§ Aim
Please swap "operations lead" for "project manager" in the stretch of the listing from its start through the line containing "[216,225,240,238]", and give that stretch back with everything else unchanged. Leave the pictures out of your answer.

►

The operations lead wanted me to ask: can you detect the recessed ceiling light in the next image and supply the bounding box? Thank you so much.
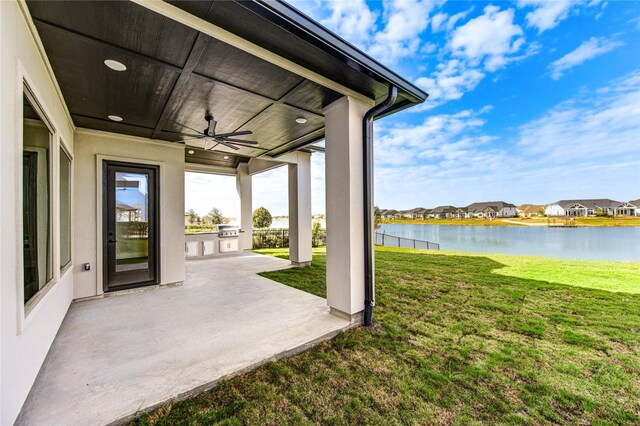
[104,59,127,71]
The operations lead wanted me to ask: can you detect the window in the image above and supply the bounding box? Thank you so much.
[22,88,53,303]
[60,147,71,270]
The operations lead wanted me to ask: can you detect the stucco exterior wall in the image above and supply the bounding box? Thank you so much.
[0,1,74,425]
[73,129,185,299]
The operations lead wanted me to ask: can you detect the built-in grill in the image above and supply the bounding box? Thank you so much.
[216,225,240,238]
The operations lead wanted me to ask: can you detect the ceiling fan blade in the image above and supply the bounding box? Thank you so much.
[165,118,202,135]
[216,139,240,151]
[176,136,204,142]
[207,117,218,136]
[216,130,253,138]
[166,130,204,138]
[216,136,258,145]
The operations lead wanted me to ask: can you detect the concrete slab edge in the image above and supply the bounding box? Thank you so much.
[106,323,360,426]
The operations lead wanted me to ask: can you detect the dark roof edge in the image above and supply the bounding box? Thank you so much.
[238,0,429,104]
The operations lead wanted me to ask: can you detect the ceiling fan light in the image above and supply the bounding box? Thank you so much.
[104,59,127,71]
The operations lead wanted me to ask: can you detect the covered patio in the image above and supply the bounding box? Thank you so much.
[5,0,427,424]
[17,253,351,425]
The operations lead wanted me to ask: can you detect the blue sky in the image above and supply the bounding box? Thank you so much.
[187,0,640,218]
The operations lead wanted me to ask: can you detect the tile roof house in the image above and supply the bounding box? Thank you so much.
[516,204,545,217]
[429,206,458,219]
[466,201,517,218]
[544,198,622,216]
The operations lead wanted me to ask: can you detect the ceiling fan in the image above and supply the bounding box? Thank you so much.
[168,114,258,151]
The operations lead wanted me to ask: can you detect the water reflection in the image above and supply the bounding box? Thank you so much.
[378,224,640,262]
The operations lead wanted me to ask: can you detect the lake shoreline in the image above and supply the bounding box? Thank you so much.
[377,223,640,262]
[382,217,640,228]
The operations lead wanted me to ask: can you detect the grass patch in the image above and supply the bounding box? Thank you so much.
[136,248,640,425]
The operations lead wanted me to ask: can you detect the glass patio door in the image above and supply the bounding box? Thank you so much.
[103,161,159,291]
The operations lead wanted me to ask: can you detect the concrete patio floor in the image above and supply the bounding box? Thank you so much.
[17,253,350,426]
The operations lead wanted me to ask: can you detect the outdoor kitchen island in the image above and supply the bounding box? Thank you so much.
[185,225,244,259]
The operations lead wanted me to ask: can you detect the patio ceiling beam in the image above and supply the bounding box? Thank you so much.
[33,18,324,143]
[32,18,182,72]
[229,79,324,135]
[132,0,374,106]
[151,32,213,138]
[258,127,325,157]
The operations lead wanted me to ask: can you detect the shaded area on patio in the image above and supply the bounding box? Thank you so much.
[18,253,349,425]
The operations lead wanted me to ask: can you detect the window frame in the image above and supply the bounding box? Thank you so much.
[57,143,73,276]
[18,83,59,318]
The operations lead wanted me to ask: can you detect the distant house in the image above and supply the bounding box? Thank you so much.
[544,198,624,216]
[380,209,398,219]
[516,204,546,217]
[453,207,469,219]
[614,199,640,216]
[430,206,458,219]
[404,207,427,219]
[466,201,517,218]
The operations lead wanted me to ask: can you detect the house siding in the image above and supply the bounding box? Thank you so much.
[0,2,75,425]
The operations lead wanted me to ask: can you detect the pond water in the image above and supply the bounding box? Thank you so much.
[378,223,640,262]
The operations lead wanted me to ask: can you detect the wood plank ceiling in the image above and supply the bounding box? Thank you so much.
[27,1,341,167]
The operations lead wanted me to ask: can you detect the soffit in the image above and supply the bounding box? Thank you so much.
[27,1,344,162]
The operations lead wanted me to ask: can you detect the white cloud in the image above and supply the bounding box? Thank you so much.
[549,37,623,80]
[412,6,528,108]
[518,0,577,33]
[431,12,449,33]
[376,71,640,208]
[416,59,484,106]
[369,0,435,64]
[184,172,240,218]
[518,72,640,161]
[449,6,524,71]
[431,7,473,33]
[321,0,378,47]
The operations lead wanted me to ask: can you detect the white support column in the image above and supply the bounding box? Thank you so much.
[236,164,253,251]
[324,96,373,322]
[289,152,311,267]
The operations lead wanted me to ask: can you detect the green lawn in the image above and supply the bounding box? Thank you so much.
[132,248,640,425]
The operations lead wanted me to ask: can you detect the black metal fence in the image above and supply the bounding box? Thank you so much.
[253,229,327,249]
[376,232,440,250]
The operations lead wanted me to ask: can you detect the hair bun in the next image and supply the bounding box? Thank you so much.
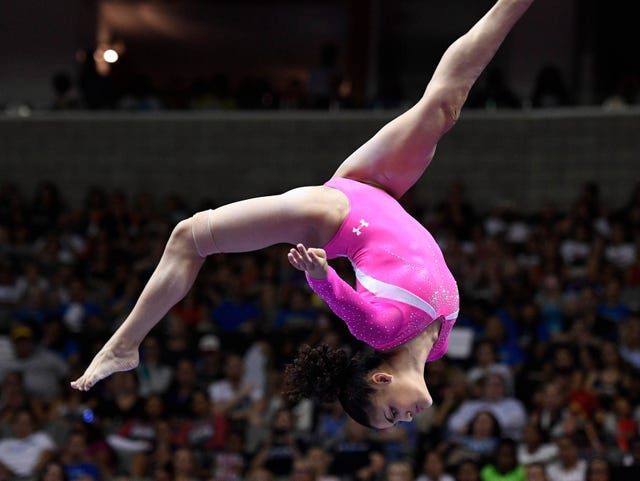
[285,344,349,403]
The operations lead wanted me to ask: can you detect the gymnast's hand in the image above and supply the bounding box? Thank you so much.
[287,244,329,279]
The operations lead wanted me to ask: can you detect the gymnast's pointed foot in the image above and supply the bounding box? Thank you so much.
[71,341,139,391]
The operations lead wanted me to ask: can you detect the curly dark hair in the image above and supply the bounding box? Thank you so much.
[284,344,384,427]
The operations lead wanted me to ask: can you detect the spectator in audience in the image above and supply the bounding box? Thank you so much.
[480,438,525,481]
[525,463,549,481]
[518,420,558,466]
[0,175,640,481]
[0,325,69,400]
[439,411,502,465]
[175,390,229,466]
[251,408,304,477]
[0,410,56,478]
[547,435,587,481]
[586,458,612,481]
[448,373,526,439]
[289,458,316,481]
[171,448,199,481]
[456,459,480,481]
[213,430,248,481]
[330,418,385,481]
[38,459,70,481]
[619,315,640,369]
[416,451,455,481]
[136,336,173,397]
[61,430,102,481]
[467,339,513,390]
[209,353,263,428]
[532,382,570,439]
[164,358,198,419]
[196,334,224,388]
[384,461,414,481]
[306,445,339,481]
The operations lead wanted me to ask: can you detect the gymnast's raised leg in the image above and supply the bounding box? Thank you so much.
[334,0,533,198]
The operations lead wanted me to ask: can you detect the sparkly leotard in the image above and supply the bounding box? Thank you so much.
[307,178,459,361]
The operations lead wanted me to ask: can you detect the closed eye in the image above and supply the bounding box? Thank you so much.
[382,407,398,426]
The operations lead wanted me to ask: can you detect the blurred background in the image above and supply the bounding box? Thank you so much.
[0,0,640,110]
[0,0,640,481]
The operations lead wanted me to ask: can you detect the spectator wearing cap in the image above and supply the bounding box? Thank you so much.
[196,334,224,389]
[0,325,69,400]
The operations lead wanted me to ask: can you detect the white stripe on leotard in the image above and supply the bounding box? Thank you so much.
[352,264,460,321]
[353,265,442,319]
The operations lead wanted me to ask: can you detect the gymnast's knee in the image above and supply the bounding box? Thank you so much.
[187,209,220,258]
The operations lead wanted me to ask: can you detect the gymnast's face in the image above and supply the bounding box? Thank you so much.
[369,371,433,429]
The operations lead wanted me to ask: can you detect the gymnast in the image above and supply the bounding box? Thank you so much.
[71,0,533,429]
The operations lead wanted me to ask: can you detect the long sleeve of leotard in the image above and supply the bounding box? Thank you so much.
[307,267,402,348]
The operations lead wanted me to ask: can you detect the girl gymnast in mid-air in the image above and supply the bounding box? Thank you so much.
[71,0,533,428]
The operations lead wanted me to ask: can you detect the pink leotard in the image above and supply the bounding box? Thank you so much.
[307,178,459,361]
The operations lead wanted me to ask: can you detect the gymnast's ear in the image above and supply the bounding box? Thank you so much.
[371,371,393,384]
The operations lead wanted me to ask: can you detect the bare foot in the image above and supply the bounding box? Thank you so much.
[71,343,139,391]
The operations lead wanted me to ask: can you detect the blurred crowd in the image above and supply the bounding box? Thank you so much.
[0,182,640,481]
[41,55,640,112]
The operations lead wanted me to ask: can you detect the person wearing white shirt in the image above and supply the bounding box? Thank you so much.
[547,436,587,481]
[447,373,527,440]
[0,410,56,477]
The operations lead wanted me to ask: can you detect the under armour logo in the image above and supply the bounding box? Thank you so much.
[351,219,369,235]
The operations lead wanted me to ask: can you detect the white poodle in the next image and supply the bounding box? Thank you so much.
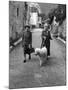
[35,47,47,66]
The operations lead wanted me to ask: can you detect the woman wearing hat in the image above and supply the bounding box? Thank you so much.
[41,23,52,56]
[22,25,32,62]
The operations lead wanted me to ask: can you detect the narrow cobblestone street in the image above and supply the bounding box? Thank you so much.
[9,28,66,88]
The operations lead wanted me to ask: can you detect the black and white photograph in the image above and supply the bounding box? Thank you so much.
[8,0,67,89]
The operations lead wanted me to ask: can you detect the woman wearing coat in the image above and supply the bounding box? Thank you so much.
[22,25,32,62]
[41,23,52,56]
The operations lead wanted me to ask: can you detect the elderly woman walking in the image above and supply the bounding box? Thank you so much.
[22,25,32,63]
[41,23,52,56]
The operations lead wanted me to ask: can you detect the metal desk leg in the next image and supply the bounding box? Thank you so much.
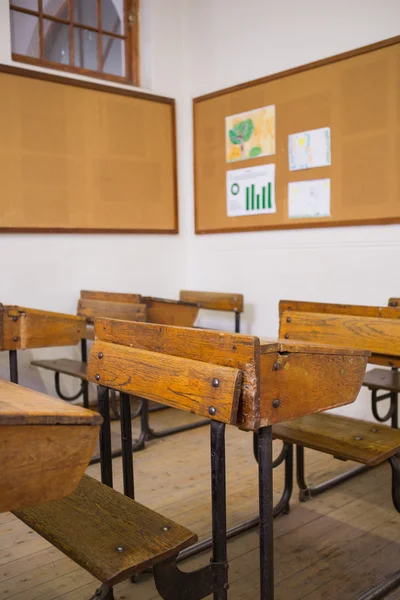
[97,385,113,487]
[9,350,18,383]
[258,426,274,600]
[119,392,135,500]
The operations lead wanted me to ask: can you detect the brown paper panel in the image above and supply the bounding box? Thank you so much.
[194,36,400,233]
[0,65,177,233]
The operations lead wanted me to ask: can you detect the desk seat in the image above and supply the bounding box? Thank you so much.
[31,358,87,381]
[363,369,400,392]
[15,475,197,586]
[273,413,400,467]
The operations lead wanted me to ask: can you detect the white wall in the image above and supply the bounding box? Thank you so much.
[180,0,400,417]
[0,0,188,393]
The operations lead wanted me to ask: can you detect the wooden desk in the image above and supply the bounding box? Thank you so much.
[0,380,102,512]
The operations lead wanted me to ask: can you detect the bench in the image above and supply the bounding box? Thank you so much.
[15,319,242,600]
[274,301,400,510]
[279,298,400,428]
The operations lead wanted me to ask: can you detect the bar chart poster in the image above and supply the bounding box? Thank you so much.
[226,165,276,217]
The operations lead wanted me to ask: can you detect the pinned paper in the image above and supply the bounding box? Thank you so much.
[288,179,331,219]
[226,165,276,217]
[225,105,275,162]
[289,127,331,171]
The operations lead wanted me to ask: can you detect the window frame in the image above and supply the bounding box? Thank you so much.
[9,0,140,87]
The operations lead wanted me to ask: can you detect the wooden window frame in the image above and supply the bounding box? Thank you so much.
[9,0,140,86]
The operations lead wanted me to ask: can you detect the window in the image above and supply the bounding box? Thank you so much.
[10,0,139,85]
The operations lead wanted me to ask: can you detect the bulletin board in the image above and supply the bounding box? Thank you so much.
[193,36,400,234]
[0,65,178,233]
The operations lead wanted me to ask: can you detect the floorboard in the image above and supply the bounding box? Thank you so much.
[0,410,400,600]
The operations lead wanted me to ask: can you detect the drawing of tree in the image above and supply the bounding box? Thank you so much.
[229,119,254,160]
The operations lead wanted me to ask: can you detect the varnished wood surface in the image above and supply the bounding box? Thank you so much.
[0,409,400,600]
[31,358,87,381]
[179,290,243,313]
[78,298,146,323]
[279,298,400,319]
[279,309,400,357]
[80,290,140,304]
[0,305,85,350]
[0,424,99,513]
[142,297,199,327]
[273,414,400,467]
[88,340,242,423]
[16,476,197,583]
[363,369,400,393]
[95,319,260,428]
[0,379,102,425]
[260,351,367,427]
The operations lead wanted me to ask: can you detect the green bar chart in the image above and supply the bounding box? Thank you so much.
[246,182,272,210]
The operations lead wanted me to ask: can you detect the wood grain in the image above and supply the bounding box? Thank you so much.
[142,297,199,327]
[273,414,400,467]
[80,290,140,304]
[0,422,99,513]
[77,298,146,323]
[279,310,400,357]
[179,290,243,313]
[15,476,197,585]
[260,349,367,427]
[88,340,242,423]
[95,319,260,429]
[0,379,102,426]
[31,358,87,381]
[0,305,86,350]
[279,299,400,319]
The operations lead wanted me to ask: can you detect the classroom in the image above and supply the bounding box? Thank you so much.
[0,0,400,600]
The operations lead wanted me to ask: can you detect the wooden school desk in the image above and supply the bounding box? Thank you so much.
[88,319,369,600]
[0,380,102,512]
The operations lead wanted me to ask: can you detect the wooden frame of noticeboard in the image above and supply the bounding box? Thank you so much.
[193,36,400,234]
[0,65,178,233]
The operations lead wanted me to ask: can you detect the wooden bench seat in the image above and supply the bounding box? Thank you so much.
[31,358,87,381]
[363,369,400,392]
[15,475,197,586]
[273,413,400,467]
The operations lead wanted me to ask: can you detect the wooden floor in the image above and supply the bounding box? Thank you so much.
[0,410,400,600]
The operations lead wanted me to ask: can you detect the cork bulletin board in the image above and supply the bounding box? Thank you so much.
[0,65,178,233]
[193,36,400,233]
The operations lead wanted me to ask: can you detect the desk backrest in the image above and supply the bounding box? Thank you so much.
[0,304,86,350]
[279,307,400,358]
[88,319,255,423]
[141,296,199,327]
[77,290,147,323]
[179,290,243,313]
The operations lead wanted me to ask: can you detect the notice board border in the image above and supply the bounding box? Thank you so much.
[0,63,179,235]
[193,35,400,235]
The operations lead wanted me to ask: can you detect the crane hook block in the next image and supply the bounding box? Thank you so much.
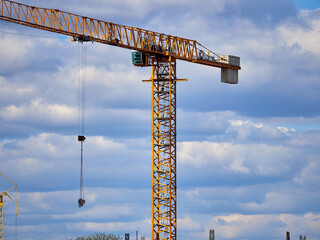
[78,198,86,208]
[78,136,86,142]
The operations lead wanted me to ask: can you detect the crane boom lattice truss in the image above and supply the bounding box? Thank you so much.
[0,0,241,240]
[0,172,18,240]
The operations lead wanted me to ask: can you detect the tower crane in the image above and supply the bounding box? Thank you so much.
[0,0,241,240]
[0,172,18,240]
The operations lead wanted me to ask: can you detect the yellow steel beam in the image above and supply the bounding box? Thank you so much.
[0,0,240,69]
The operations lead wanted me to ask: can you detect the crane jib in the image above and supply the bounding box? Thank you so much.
[0,0,241,70]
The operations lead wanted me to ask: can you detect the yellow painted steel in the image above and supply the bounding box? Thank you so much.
[0,0,241,240]
[0,0,240,69]
[150,57,177,240]
[0,172,18,240]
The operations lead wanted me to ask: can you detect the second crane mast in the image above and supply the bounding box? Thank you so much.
[0,0,241,240]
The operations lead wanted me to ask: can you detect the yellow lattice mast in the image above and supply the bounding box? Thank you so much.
[143,57,186,240]
[0,0,241,240]
[0,172,18,240]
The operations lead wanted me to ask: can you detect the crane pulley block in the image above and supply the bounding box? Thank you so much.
[78,136,86,142]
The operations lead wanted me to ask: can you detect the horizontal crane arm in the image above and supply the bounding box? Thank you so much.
[0,0,240,70]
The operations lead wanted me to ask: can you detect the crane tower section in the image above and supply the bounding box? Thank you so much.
[151,57,177,240]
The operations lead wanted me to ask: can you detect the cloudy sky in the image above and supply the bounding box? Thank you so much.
[0,0,320,240]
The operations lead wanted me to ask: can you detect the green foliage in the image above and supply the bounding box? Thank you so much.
[68,233,122,240]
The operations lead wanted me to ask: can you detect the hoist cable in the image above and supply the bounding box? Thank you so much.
[78,42,87,207]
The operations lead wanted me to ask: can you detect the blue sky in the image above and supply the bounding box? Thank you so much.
[0,0,320,240]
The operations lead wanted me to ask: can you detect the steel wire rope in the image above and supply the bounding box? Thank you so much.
[78,41,87,207]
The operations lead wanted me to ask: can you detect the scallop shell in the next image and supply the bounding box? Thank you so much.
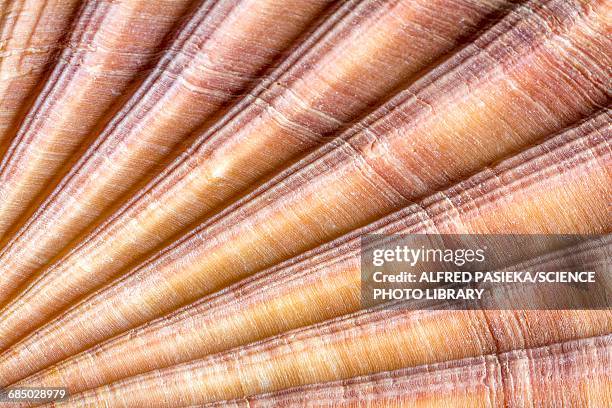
[0,0,612,407]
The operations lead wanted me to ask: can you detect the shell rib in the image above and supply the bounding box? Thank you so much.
[0,1,610,354]
[0,0,331,304]
[41,310,611,407]
[0,0,79,147]
[0,0,612,408]
[205,335,612,408]
[7,108,612,392]
[0,0,516,345]
[0,0,197,241]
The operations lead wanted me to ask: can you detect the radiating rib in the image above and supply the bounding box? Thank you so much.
[0,0,198,239]
[206,335,612,408]
[0,0,81,147]
[44,310,612,408]
[0,0,516,344]
[0,0,332,304]
[8,112,612,392]
[0,0,611,352]
[0,1,608,360]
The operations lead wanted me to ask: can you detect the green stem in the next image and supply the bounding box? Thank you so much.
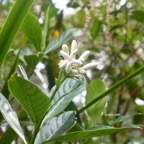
[78,66,144,113]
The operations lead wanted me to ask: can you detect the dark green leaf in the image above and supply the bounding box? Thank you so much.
[0,0,34,67]
[0,93,27,144]
[48,125,140,142]
[22,12,42,51]
[86,79,106,125]
[34,111,75,144]
[8,73,50,124]
[42,78,85,124]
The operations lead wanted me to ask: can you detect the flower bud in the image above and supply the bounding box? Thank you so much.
[82,62,97,70]
[71,40,77,53]
[62,44,69,55]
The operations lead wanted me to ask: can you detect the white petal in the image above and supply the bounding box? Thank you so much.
[60,50,70,59]
[59,60,67,68]
[71,40,77,53]
[70,49,78,60]
[78,51,90,62]
[72,69,78,75]
[62,44,69,55]
[79,68,86,74]
[71,59,82,65]
[66,61,72,73]
[82,62,97,70]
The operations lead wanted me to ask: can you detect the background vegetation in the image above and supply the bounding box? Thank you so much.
[0,0,144,144]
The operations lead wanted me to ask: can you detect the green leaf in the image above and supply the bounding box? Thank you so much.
[42,78,85,125]
[131,10,144,22]
[0,0,34,67]
[22,12,42,51]
[47,125,140,142]
[34,111,75,144]
[110,113,141,125]
[86,79,106,125]
[0,50,19,99]
[0,93,27,144]
[45,30,73,54]
[0,126,17,144]
[41,6,51,50]
[8,73,50,124]
[24,52,43,69]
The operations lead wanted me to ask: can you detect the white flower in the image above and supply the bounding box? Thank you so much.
[59,40,97,78]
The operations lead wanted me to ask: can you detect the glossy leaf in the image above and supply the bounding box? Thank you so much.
[47,125,140,142]
[0,0,34,67]
[86,79,106,125]
[42,78,85,125]
[8,73,50,124]
[45,30,72,54]
[34,111,75,144]
[22,12,42,51]
[0,126,17,144]
[0,93,27,144]
[24,53,43,69]
[42,6,51,50]
[1,53,19,98]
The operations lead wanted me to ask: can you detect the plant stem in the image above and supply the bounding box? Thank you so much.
[78,66,144,113]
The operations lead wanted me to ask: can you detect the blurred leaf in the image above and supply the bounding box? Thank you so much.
[42,78,85,125]
[0,93,27,144]
[47,125,140,142]
[34,111,75,144]
[110,114,140,125]
[90,20,102,40]
[24,52,43,69]
[22,12,42,51]
[45,30,73,54]
[86,79,106,125]
[67,1,80,8]
[0,0,34,67]
[131,10,144,22]
[8,73,50,124]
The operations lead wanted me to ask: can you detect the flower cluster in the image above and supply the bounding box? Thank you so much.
[59,40,97,78]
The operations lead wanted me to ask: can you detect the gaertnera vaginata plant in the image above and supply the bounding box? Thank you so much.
[59,40,97,79]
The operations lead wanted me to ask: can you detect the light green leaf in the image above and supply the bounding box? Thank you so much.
[45,30,73,54]
[34,111,75,144]
[86,79,106,125]
[110,114,141,125]
[41,6,51,50]
[8,73,50,124]
[0,93,27,144]
[24,52,43,69]
[22,12,42,51]
[42,78,85,125]
[0,0,34,67]
[47,125,140,142]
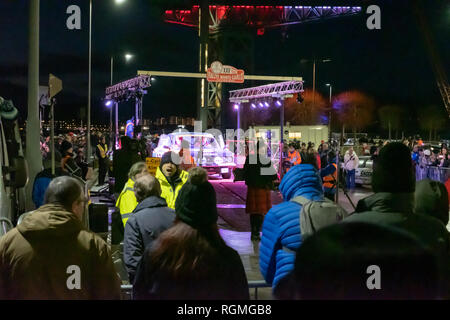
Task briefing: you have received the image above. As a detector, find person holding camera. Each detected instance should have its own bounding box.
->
[344,147,359,191]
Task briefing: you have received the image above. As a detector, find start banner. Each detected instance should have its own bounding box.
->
[145,158,161,175]
[206,61,244,83]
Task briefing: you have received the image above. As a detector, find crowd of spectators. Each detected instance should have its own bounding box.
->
[0,130,450,300]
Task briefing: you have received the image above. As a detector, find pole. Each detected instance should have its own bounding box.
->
[313,59,316,109]
[114,101,119,148]
[278,98,284,181]
[86,0,92,163]
[50,99,55,176]
[328,84,333,142]
[335,142,341,203]
[109,56,114,150]
[25,0,42,212]
[237,105,241,144]
[197,0,209,131]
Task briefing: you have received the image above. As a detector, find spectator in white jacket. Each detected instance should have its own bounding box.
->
[344,147,359,190]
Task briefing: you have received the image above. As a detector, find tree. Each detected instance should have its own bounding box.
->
[333,91,375,139]
[378,105,403,139]
[419,105,446,141]
[285,89,328,125]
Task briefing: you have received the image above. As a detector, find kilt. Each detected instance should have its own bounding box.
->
[245,187,272,215]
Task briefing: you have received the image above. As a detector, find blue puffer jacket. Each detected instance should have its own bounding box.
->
[259,164,323,288]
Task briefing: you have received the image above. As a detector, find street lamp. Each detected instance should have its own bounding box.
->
[300,58,332,108]
[107,53,134,151]
[326,83,333,142]
[86,0,126,163]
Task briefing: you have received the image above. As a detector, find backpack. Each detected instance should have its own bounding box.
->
[291,196,348,238]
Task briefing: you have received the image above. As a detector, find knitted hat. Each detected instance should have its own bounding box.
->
[61,140,72,156]
[372,142,416,193]
[416,179,449,225]
[0,97,19,120]
[175,167,218,229]
[159,151,181,169]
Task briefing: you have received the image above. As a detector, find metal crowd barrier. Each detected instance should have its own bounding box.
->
[416,165,450,183]
[120,280,271,300]
[0,218,14,237]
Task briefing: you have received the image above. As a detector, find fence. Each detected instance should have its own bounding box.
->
[120,280,271,300]
[416,165,450,183]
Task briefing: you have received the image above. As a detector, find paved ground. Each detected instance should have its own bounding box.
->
[91,172,371,300]
[211,179,371,299]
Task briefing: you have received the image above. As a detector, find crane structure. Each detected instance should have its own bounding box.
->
[413,0,450,118]
[164,0,362,128]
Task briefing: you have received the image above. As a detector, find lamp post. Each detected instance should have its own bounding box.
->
[326,83,333,142]
[300,58,332,108]
[109,53,134,148]
[86,0,92,164]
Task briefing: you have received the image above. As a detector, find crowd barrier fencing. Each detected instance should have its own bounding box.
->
[120,280,271,300]
[416,164,450,183]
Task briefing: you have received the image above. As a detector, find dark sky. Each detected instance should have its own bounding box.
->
[0,0,450,135]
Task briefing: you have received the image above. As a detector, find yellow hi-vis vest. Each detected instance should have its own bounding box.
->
[155,167,189,209]
[116,179,138,226]
[322,163,337,189]
[97,144,108,159]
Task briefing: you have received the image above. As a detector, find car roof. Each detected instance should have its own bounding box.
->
[168,132,213,137]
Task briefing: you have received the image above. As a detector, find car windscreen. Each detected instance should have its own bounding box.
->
[172,135,221,150]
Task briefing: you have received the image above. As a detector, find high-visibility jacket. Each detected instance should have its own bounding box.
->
[97,144,108,159]
[178,149,195,170]
[116,179,138,226]
[155,167,189,209]
[288,150,302,166]
[322,163,337,189]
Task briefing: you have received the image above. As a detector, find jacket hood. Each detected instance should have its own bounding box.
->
[356,192,414,214]
[415,179,449,225]
[280,164,323,201]
[17,204,83,241]
[133,196,167,213]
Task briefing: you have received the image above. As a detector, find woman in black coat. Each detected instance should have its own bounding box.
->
[244,140,277,241]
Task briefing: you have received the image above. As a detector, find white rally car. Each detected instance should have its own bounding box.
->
[153,132,236,179]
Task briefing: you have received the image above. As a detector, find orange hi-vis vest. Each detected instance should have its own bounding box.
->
[288,150,302,166]
[322,163,337,189]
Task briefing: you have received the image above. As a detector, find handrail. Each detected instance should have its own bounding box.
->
[120,280,271,300]
[0,218,14,236]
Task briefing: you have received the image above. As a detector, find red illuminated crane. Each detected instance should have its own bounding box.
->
[165,4,362,128]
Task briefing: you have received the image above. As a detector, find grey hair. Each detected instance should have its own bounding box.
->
[128,161,147,180]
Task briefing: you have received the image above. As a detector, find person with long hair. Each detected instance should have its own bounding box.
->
[244,140,276,241]
[133,167,249,300]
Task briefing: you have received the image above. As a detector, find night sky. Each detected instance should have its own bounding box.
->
[0,0,450,133]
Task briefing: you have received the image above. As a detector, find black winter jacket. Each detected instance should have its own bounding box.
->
[123,196,175,282]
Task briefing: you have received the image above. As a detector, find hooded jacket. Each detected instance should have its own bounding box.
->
[0,204,120,300]
[259,164,323,288]
[344,150,359,171]
[155,167,189,209]
[33,169,53,208]
[344,192,450,254]
[123,196,175,283]
[116,179,137,226]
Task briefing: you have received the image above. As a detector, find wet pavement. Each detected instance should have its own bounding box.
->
[91,178,371,300]
[210,180,371,300]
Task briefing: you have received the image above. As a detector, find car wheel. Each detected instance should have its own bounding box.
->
[222,172,231,179]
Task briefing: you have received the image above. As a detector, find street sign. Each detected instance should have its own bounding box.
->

◄

§ Complete answer
The project manager wanted me to ask: can you detect the recessed ceiling light in the next image and supply the bounding box? Thank you so much.
[104,59,127,71]
The project manager wanted me to ask: can you detect the window in the image above and supply the bounding box? Thank you so much.
[22,88,53,303]
[60,147,71,270]
The project manager wanted me to ask: can you detect the stucco exterior wall in the image above and supply the bounding box? Thank you so much.
[0,1,74,425]
[73,129,185,299]
The project manager wanted me to ask: can you detect the built-in grill in the image above and supply the bounding box? Thank you so much.
[216,225,240,238]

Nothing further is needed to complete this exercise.